_DIRECTIVE_: Find every line in the rows below that contains the word "carved", matching case exactly, and copy each of those lines.

╭─ ROWS

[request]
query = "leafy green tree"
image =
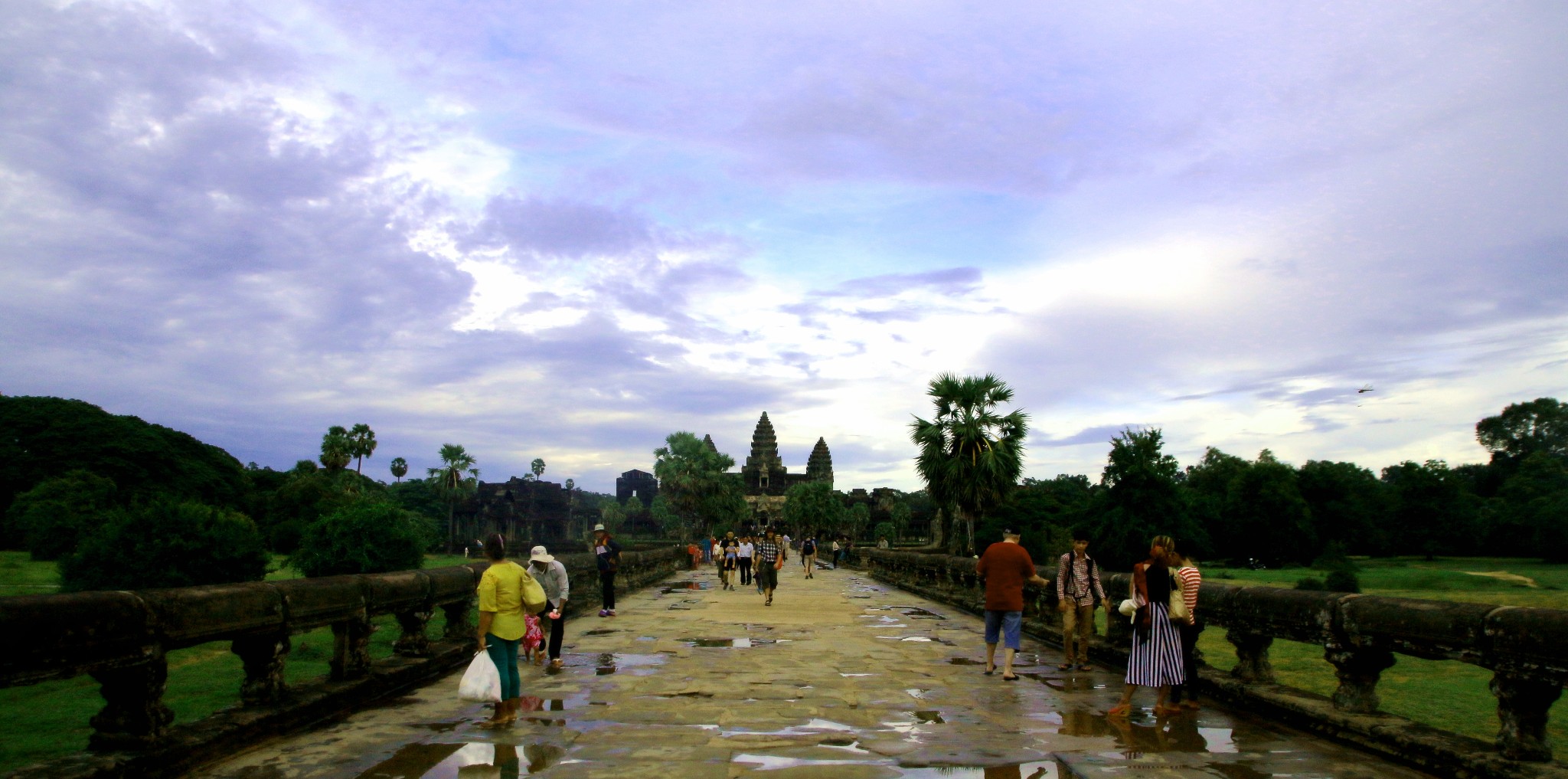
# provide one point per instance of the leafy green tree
(1140, 500)
(1432, 512)
(1267, 512)
(612, 516)
(692, 477)
(363, 538)
(456, 479)
(167, 543)
(1349, 505)
(363, 443)
(55, 515)
(46, 437)
(969, 457)
(812, 505)
(338, 449)
(1526, 428)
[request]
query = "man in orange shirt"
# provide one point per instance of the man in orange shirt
(1005, 566)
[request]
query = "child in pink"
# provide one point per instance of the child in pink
(532, 640)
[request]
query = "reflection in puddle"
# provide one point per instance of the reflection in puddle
(456, 761)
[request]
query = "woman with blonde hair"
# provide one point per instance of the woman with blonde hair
(1156, 643)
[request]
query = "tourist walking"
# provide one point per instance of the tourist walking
(743, 558)
(502, 626)
(1005, 566)
(770, 558)
(550, 574)
(1186, 693)
(607, 554)
(1078, 590)
(728, 561)
(1156, 645)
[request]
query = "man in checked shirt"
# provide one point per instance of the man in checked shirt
(1078, 588)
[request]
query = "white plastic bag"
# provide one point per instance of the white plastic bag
(482, 681)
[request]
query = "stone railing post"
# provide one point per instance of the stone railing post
(264, 668)
(1358, 669)
(1523, 704)
(350, 648)
(459, 626)
(134, 715)
(413, 641)
(1252, 656)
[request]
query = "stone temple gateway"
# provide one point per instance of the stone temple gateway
(764, 476)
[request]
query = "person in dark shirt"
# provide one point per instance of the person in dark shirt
(1005, 566)
(607, 552)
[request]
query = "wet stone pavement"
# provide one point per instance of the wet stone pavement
(841, 679)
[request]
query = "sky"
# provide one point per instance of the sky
(565, 231)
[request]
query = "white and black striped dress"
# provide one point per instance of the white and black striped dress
(1158, 660)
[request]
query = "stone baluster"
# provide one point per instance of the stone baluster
(1252, 656)
(459, 626)
(264, 668)
(350, 648)
(1523, 704)
(1358, 669)
(413, 641)
(134, 715)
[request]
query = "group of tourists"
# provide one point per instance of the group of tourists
(1162, 605)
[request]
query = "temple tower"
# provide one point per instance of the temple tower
(821, 464)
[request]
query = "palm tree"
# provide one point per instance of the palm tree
(364, 443)
(455, 479)
(969, 457)
(338, 449)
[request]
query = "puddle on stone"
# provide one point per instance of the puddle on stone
(453, 761)
(719, 643)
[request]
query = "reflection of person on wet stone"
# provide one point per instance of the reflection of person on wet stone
(502, 626)
(1005, 566)
(552, 578)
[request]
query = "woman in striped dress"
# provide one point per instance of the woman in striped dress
(1156, 643)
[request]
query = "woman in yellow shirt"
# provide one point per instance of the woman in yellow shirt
(502, 626)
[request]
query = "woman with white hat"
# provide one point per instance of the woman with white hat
(550, 574)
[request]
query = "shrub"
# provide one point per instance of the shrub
(165, 543)
(54, 515)
(363, 538)
(1343, 582)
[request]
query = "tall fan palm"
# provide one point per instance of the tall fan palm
(969, 455)
(455, 479)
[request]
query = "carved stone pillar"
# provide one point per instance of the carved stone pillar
(134, 715)
(1523, 704)
(459, 626)
(1252, 657)
(413, 641)
(350, 648)
(1358, 669)
(264, 668)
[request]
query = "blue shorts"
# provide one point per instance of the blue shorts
(1005, 623)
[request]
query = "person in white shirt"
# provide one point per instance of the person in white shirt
(745, 560)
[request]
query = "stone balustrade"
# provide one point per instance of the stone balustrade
(1526, 650)
(122, 638)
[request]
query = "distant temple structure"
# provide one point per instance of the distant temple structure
(764, 476)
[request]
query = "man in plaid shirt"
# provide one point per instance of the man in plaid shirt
(770, 557)
(1078, 587)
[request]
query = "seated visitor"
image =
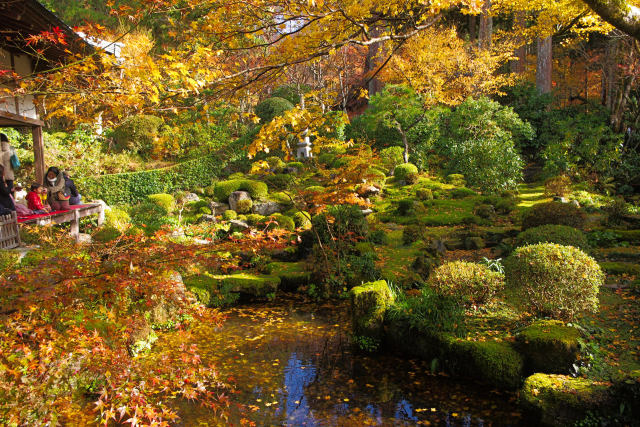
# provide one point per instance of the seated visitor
(75, 198)
(6, 201)
(20, 195)
(57, 192)
(34, 202)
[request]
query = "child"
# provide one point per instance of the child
(34, 202)
(20, 195)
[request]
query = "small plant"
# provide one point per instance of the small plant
(472, 283)
(554, 280)
(407, 172)
(494, 264)
(616, 210)
(558, 186)
(551, 233)
(554, 213)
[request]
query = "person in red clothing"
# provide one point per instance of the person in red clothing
(34, 202)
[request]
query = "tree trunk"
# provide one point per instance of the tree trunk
(544, 64)
(405, 154)
(372, 62)
(486, 26)
(519, 64)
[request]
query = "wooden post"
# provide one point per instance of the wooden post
(38, 153)
(75, 224)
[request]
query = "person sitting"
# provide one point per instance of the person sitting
(6, 201)
(75, 198)
(19, 195)
(57, 191)
(34, 202)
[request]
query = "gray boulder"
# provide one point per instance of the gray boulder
(235, 197)
(237, 225)
(267, 208)
(218, 208)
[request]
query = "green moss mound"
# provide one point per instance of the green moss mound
(229, 215)
(407, 172)
(493, 362)
(166, 201)
(292, 274)
(221, 290)
(560, 400)
(554, 280)
(223, 189)
(551, 233)
(471, 283)
(117, 218)
(554, 213)
(549, 346)
(369, 303)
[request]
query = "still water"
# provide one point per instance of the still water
(291, 363)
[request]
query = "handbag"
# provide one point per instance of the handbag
(62, 196)
(15, 162)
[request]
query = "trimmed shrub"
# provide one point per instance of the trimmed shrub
(553, 213)
(223, 189)
(301, 220)
(228, 215)
(279, 181)
(136, 133)
(392, 157)
(117, 218)
(557, 186)
(133, 187)
(272, 107)
(283, 222)
(424, 194)
(166, 201)
(554, 280)
(551, 233)
(255, 219)
(461, 193)
(244, 206)
(472, 283)
(407, 172)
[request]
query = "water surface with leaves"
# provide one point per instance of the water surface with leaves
(291, 362)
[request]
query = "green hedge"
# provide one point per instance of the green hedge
(133, 187)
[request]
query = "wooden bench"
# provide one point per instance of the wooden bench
(9, 231)
(72, 216)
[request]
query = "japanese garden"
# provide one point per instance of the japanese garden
(319, 212)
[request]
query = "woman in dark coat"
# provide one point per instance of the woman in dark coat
(6, 202)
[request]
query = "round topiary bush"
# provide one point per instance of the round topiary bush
(554, 213)
(136, 133)
(406, 172)
(244, 206)
(166, 201)
(272, 107)
(551, 233)
(229, 215)
(470, 282)
(554, 280)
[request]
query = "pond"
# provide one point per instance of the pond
(292, 363)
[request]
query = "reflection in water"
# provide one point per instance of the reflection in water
(292, 364)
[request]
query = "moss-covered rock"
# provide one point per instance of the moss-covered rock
(620, 268)
(292, 274)
(219, 290)
(165, 201)
(549, 346)
(558, 400)
(493, 362)
(223, 189)
(368, 305)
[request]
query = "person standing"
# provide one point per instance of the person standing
(6, 202)
(6, 152)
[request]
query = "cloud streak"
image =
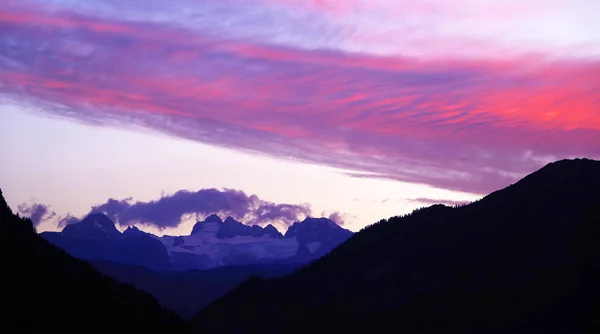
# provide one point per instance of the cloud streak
(472, 124)
(432, 201)
(36, 212)
(171, 210)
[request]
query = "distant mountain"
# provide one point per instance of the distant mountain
(96, 237)
(212, 243)
(522, 259)
(46, 290)
(187, 292)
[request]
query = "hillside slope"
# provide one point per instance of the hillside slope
(46, 290)
(525, 258)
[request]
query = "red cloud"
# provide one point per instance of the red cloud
(451, 123)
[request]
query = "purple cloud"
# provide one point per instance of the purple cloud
(472, 124)
(337, 218)
(169, 210)
(36, 212)
(438, 201)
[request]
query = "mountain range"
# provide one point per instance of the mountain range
(47, 290)
(522, 259)
(212, 243)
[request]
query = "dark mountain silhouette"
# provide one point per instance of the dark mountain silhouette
(46, 290)
(522, 259)
(187, 292)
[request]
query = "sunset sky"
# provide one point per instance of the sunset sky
(161, 112)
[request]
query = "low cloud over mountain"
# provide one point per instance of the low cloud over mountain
(170, 210)
(36, 212)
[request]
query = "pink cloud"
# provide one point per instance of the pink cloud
(470, 125)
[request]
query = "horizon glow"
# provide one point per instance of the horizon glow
(389, 99)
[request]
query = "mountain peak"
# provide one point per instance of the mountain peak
(322, 230)
(212, 219)
(133, 231)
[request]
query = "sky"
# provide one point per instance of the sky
(159, 113)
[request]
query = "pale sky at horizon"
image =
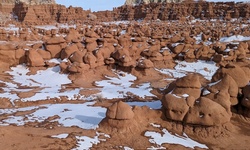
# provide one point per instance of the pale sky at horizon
(97, 5)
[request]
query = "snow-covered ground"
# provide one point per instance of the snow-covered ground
(68, 115)
(166, 137)
(205, 68)
(119, 87)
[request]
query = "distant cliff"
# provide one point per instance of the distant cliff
(30, 2)
(137, 2)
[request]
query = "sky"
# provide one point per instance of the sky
(94, 5)
(97, 5)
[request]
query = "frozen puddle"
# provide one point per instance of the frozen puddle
(85, 142)
(159, 139)
(68, 115)
(152, 105)
(120, 87)
(235, 38)
(205, 68)
(48, 83)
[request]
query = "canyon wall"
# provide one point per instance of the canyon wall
(30, 2)
(176, 11)
(152, 11)
(137, 2)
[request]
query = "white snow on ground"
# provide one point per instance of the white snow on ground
(11, 27)
(205, 68)
(50, 27)
(159, 139)
(60, 136)
(50, 81)
(85, 142)
(84, 115)
(119, 87)
(152, 105)
(234, 38)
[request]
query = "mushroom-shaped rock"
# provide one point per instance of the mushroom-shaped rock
(69, 50)
(176, 107)
(145, 64)
(226, 84)
(55, 40)
(246, 99)
(189, 81)
(235, 71)
(120, 111)
(189, 84)
(207, 112)
(35, 59)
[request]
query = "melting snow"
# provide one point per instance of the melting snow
(60, 136)
(85, 142)
(152, 105)
(157, 138)
(205, 68)
(119, 87)
(234, 38)
(69, 115)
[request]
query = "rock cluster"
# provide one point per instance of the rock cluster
(178, 11)
(33, 14)
(195, 102)
(137, 2)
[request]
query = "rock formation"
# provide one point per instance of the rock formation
(137, 2)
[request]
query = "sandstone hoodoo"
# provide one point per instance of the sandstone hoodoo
(132, 77)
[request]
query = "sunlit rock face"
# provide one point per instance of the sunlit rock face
(31, 2)
(135, 2)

╰─

_RESULT_:
query = "carved stone pillar"
# provide one point per instance of the carved stone pillar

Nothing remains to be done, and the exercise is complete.